EXCERPTED PASSAGE
US Patent 9430X
Revolver and Revolving Rifle
UNITED STATES PATENT OFFICE.
SAMUEL COLT, OF HARTFORD, CONNECTICUT.
IMPROVEMENT IN FIRE-ARMS.
Specification forming part of Letters Patent dated February 25, 1836.
To all whom it may concern:
Be it known that I, SAMUEL COLT, of Hartford, in the county of Hartford and State of Connecticut, have invented a new and useful Improvement in Fire-Arms; and I hereby declare that the following, with the accompanying drawings, is a full and exact description of the construction and operation of the said improvements as invented by me.
Division 1 of the drawings represents a pistol. Division 2 represents Division 1 in four sections, as 1, 2, 3, and 4. Division 3 represents all the parts in Section 1 of Division 2. Division 4 represents all the parts of Section 2 of Division 2. Division 5 represents the mechanical combination of the entire instrument.

SET EXERCISE 1
Reproduce the Colt patent text from "SAMUEL COLT, OF HARTFORD, CONNECTICUT." up to and including "the entire instrument.", word for word.
SET EXERCISE 2
Answer these questions from the Colt patent text:
(a) In which town and state does Samuel Colt live?
(b) On what date are the Letters Patent dated?
(c) What does Division 1 of the drawings represent?
Use only the Colt patent text for what comes next.

ROWS
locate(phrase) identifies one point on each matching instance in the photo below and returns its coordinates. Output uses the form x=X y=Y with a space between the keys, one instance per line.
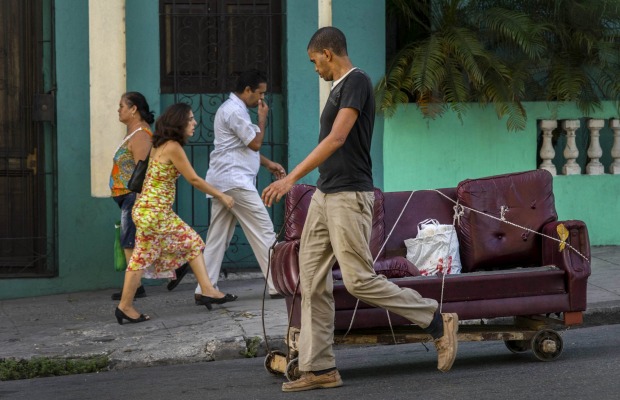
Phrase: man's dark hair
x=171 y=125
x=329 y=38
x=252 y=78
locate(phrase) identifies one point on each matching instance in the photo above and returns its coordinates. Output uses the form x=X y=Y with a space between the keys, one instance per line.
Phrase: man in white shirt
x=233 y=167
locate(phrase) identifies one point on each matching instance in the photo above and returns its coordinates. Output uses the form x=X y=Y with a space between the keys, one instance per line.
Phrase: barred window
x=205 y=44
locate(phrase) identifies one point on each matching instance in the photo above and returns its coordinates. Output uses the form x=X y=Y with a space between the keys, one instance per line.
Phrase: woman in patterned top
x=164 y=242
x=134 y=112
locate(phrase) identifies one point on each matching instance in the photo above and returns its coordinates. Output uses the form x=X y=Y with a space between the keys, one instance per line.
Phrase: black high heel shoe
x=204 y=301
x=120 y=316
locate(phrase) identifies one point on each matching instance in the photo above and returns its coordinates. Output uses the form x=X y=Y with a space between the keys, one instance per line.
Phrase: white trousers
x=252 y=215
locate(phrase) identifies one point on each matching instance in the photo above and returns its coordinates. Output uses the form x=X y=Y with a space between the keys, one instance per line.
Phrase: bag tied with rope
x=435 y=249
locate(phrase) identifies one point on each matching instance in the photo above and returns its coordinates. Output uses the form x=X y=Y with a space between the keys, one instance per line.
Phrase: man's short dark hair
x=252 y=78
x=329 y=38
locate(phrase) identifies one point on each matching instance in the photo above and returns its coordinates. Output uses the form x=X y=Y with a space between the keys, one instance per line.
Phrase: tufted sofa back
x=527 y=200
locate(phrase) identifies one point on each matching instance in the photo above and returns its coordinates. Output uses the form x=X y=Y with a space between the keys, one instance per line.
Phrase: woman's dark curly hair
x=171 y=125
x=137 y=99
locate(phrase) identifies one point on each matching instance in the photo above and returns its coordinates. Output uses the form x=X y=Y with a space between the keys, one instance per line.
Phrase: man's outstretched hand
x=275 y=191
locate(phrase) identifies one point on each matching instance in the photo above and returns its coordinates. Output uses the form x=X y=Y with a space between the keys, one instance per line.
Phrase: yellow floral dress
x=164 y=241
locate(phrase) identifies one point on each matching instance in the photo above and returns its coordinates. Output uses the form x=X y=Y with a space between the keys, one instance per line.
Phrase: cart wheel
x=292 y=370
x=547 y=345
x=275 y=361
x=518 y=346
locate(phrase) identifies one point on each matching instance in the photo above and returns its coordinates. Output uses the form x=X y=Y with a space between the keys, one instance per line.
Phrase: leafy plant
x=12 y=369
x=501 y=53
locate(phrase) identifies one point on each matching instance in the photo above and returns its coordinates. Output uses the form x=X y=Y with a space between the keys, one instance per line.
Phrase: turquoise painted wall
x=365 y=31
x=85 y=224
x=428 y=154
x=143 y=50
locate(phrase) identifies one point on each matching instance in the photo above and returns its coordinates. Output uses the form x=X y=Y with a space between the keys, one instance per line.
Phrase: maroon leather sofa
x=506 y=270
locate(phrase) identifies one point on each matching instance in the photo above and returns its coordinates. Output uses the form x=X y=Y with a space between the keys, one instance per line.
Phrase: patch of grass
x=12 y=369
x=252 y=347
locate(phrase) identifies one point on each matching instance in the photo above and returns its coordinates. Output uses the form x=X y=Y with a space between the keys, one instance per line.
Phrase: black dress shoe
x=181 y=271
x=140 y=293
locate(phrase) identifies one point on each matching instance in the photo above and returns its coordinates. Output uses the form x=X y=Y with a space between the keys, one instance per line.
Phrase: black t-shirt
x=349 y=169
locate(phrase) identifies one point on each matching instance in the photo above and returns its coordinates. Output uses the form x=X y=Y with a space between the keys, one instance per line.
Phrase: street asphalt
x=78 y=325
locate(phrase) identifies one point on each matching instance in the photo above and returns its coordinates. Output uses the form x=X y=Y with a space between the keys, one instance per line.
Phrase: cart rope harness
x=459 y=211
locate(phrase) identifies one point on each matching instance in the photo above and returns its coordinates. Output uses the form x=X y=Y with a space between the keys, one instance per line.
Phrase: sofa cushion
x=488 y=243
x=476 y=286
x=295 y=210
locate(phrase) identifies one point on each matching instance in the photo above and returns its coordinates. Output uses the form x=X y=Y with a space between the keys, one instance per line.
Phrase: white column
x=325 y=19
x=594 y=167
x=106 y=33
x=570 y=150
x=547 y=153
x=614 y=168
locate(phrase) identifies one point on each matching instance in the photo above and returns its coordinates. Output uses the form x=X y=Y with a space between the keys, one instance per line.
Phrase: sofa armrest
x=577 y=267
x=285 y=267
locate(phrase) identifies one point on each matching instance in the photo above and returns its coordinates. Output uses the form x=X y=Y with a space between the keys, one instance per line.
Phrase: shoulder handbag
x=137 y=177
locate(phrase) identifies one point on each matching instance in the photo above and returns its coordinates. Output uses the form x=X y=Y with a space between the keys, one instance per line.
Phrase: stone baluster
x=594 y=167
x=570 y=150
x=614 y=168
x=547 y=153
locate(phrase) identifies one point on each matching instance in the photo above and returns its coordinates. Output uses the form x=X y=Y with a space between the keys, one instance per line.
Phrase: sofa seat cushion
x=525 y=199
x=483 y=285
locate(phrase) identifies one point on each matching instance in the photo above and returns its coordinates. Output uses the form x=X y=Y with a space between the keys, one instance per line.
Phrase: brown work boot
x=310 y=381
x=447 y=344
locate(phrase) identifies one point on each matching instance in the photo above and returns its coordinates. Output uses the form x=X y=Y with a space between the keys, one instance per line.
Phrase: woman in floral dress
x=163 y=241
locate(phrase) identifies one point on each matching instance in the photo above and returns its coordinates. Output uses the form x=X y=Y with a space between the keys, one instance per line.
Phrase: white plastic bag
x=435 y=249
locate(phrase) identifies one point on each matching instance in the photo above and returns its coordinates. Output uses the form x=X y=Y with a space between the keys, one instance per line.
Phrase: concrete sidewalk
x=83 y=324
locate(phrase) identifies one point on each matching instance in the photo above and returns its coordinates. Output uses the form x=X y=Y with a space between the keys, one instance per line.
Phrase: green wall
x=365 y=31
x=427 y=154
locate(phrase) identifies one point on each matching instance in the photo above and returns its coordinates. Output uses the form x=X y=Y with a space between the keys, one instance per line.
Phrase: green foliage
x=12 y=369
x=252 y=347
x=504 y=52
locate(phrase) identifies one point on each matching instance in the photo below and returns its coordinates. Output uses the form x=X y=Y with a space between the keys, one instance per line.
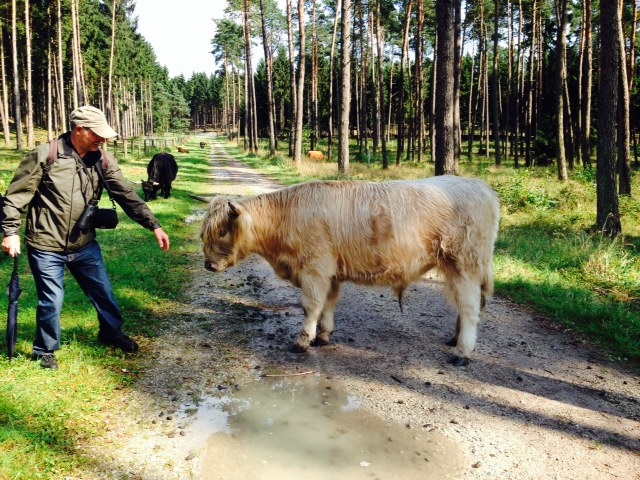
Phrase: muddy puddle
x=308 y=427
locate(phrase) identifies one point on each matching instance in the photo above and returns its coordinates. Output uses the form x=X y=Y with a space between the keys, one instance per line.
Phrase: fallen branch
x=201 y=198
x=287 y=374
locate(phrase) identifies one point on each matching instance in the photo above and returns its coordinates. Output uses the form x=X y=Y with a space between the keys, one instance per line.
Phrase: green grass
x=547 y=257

--

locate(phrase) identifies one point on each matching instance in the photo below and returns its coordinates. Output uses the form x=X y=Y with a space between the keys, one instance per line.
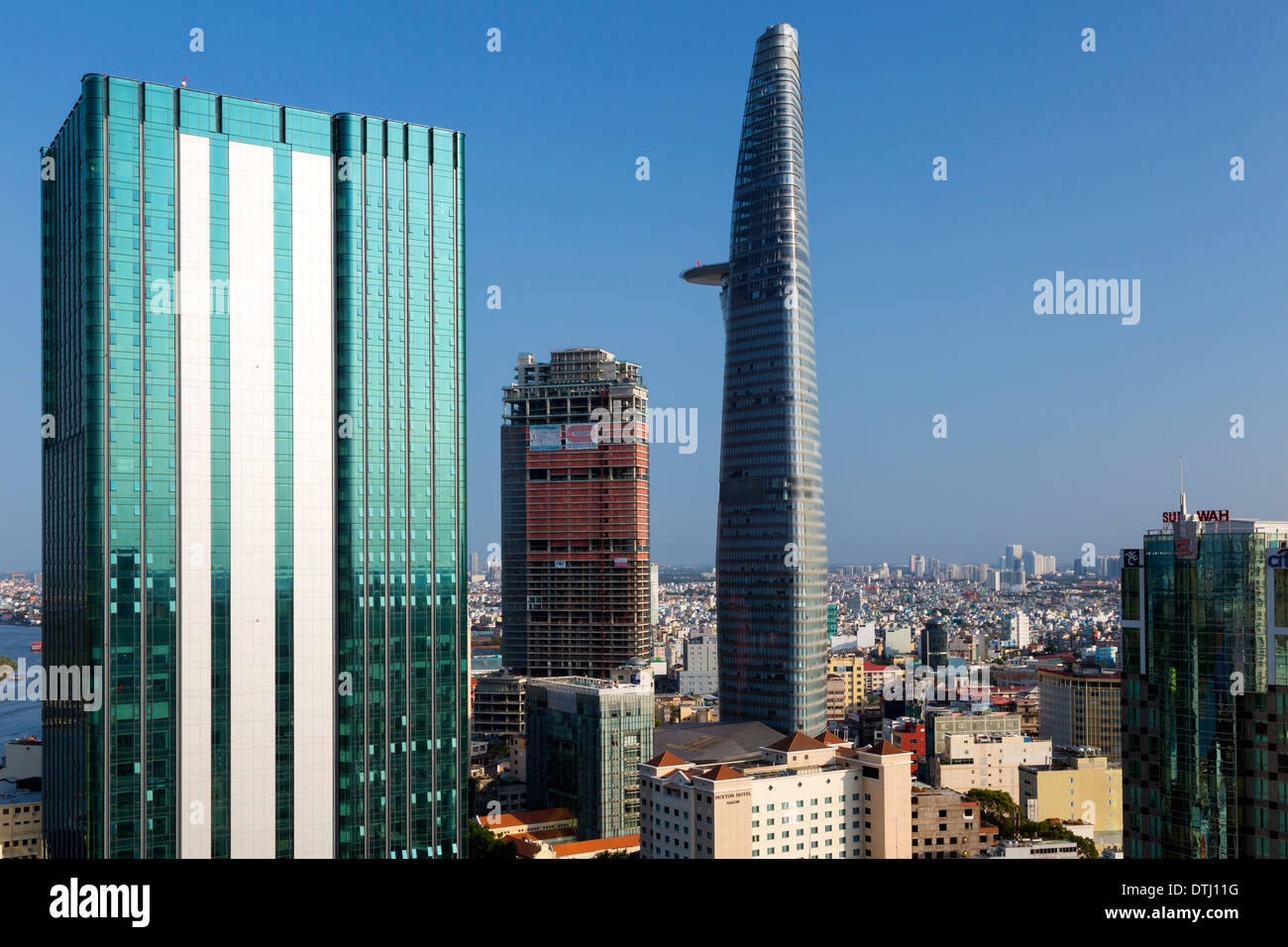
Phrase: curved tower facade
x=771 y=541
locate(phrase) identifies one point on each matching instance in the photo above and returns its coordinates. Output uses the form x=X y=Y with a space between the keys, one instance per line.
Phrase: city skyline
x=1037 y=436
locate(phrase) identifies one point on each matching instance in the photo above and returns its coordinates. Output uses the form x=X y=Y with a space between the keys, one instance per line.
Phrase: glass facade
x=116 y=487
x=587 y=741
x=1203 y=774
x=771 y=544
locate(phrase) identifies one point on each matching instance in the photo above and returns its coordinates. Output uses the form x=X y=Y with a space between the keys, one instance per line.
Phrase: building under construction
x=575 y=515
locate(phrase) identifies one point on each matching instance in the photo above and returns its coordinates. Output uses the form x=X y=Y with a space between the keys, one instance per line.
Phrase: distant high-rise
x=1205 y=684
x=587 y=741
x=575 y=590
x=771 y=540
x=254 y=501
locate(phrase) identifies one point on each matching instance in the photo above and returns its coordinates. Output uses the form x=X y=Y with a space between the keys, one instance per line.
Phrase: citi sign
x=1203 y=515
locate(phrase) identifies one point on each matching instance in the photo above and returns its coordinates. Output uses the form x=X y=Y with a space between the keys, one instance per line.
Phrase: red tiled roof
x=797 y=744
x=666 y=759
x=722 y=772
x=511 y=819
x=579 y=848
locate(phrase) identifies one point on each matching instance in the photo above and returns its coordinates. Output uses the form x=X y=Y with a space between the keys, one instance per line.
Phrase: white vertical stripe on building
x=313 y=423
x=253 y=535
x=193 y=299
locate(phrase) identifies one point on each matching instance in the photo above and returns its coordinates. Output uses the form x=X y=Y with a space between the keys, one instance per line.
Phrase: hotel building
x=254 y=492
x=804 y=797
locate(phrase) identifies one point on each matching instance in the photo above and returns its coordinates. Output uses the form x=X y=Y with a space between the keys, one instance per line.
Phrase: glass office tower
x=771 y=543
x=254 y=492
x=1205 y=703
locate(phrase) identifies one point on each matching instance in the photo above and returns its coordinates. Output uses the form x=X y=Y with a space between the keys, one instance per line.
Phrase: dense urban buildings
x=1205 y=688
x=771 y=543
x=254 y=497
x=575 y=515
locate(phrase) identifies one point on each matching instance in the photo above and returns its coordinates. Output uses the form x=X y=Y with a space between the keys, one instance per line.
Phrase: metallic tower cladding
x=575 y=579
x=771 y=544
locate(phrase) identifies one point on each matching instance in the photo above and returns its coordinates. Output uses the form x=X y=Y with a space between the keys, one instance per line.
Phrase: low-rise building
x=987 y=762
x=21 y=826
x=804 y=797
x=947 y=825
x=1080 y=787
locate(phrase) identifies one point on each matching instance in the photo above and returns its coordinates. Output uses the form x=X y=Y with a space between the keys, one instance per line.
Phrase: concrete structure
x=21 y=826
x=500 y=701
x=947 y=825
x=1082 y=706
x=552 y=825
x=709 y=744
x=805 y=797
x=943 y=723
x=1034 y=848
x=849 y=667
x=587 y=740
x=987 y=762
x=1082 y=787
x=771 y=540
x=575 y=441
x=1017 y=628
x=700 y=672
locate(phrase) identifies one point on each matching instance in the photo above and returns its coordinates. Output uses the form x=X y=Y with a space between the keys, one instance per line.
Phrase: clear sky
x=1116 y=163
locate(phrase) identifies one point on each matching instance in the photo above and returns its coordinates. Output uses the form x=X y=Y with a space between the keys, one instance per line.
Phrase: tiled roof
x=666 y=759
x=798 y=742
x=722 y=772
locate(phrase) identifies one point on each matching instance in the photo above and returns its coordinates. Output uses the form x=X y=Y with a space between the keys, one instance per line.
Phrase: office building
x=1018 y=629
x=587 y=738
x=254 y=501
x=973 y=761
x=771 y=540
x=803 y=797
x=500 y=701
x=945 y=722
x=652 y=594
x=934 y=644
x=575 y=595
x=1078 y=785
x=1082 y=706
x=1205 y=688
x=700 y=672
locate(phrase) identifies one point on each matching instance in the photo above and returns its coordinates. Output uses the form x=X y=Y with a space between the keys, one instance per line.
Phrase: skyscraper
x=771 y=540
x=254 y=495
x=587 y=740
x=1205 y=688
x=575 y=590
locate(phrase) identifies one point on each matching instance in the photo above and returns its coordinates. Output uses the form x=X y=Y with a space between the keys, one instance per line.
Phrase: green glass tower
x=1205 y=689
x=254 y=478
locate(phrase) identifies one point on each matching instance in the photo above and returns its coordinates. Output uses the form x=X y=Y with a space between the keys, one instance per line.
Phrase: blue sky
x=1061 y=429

...

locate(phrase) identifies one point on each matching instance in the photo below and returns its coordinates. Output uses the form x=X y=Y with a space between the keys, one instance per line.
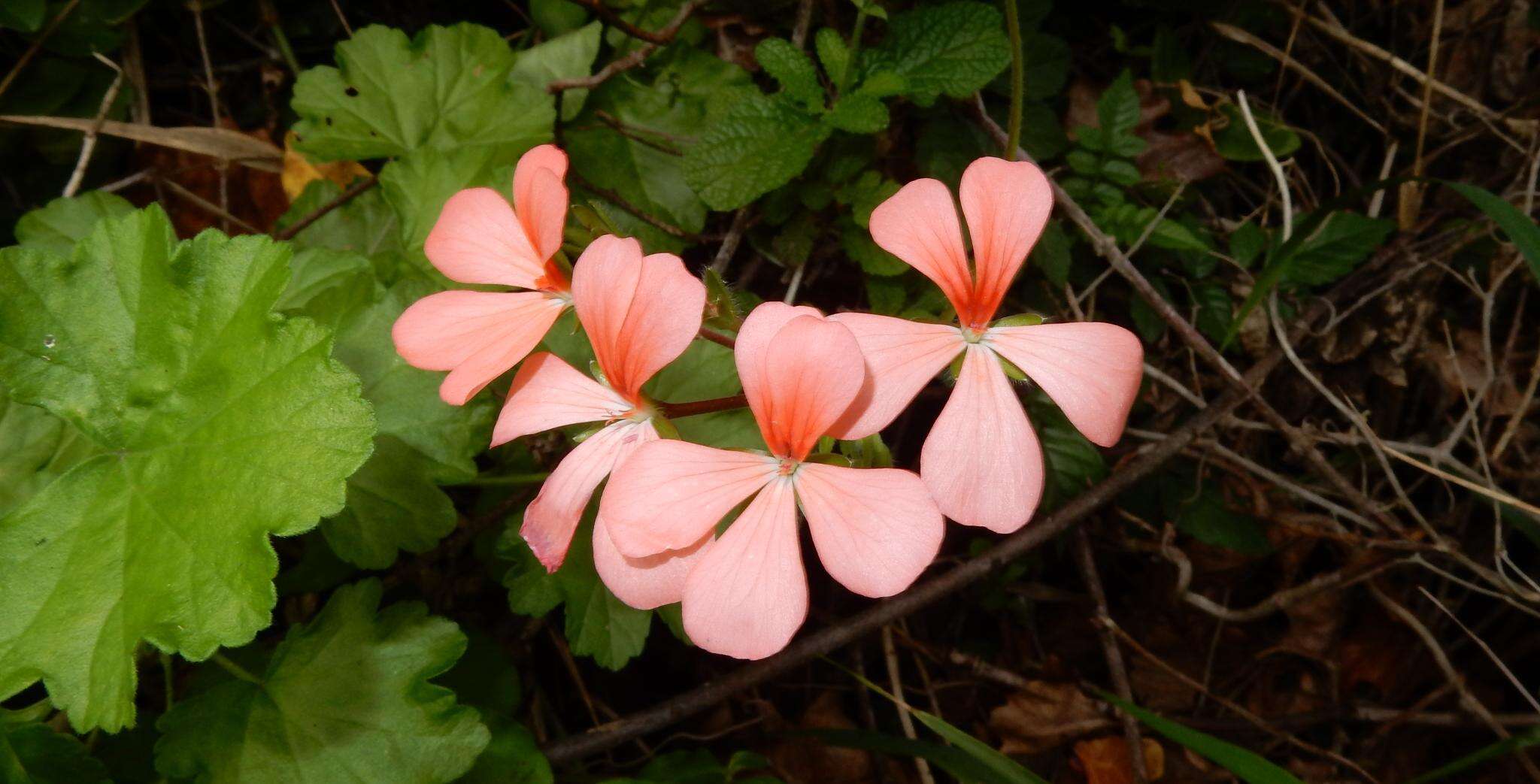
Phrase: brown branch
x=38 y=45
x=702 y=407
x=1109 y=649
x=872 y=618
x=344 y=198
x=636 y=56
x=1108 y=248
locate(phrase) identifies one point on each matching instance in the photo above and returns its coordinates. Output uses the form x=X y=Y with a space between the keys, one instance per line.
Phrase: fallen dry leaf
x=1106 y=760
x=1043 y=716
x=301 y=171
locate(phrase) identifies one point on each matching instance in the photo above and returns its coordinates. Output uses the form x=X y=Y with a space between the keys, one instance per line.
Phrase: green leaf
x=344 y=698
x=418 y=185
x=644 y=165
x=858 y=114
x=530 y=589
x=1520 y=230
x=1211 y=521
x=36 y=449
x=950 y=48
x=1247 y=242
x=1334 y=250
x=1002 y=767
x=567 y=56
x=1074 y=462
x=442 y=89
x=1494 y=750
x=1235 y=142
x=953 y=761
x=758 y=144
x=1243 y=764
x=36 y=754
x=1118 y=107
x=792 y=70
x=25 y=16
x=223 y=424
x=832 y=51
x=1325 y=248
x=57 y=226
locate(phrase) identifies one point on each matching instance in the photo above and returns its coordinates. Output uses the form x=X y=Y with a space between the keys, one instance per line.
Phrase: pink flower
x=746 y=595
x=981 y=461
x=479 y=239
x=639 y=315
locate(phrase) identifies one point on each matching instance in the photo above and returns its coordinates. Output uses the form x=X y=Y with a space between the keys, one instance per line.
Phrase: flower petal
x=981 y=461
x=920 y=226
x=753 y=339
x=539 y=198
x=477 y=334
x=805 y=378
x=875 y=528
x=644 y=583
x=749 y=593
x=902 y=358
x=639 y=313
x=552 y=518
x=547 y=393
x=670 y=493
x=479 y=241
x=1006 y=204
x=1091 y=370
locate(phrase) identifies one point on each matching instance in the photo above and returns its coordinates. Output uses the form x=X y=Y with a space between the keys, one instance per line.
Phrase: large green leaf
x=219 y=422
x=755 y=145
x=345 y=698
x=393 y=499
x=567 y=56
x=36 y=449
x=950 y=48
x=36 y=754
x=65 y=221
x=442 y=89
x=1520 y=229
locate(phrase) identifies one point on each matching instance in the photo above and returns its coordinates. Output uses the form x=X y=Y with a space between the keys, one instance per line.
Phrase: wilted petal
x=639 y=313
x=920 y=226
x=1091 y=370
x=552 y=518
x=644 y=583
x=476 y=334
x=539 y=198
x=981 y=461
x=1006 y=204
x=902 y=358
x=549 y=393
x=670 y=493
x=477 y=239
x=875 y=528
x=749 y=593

FULL OUTPUT 1
SAMUEL COLT, OF HARTFORD, CONNECTICUT.
IMPROVEMENT IN FIRE-ARMS.
Specification forming part of Letters Patent dated February 25, 1836.
To all whom it may concern:
Be it known that I, SAMUEL COLT, of Hartford, in the county of Hartford and State of Connecticut, have invented a new and useful Improvement in Fire-Arms; and I hereby declare that the following, with the accompanying drawings, is a full and exact description of the construction and operation of the said improvements as invented by me.
Division 1 of the drawings represents a pistol. Division 2 represents Division 1 in four sections, as 1, 2, 3, and 4. Division 3 represents all the parts in Section 1 of Division 2. Division 4 represents all the parts of Section 2 of Division 2. Division 5 represents the mechanical combination of the entire instrument.

FULL OUTPUT 2
(a) Hartford, Connecticut
(b) February 25, 1836
(c) A pistol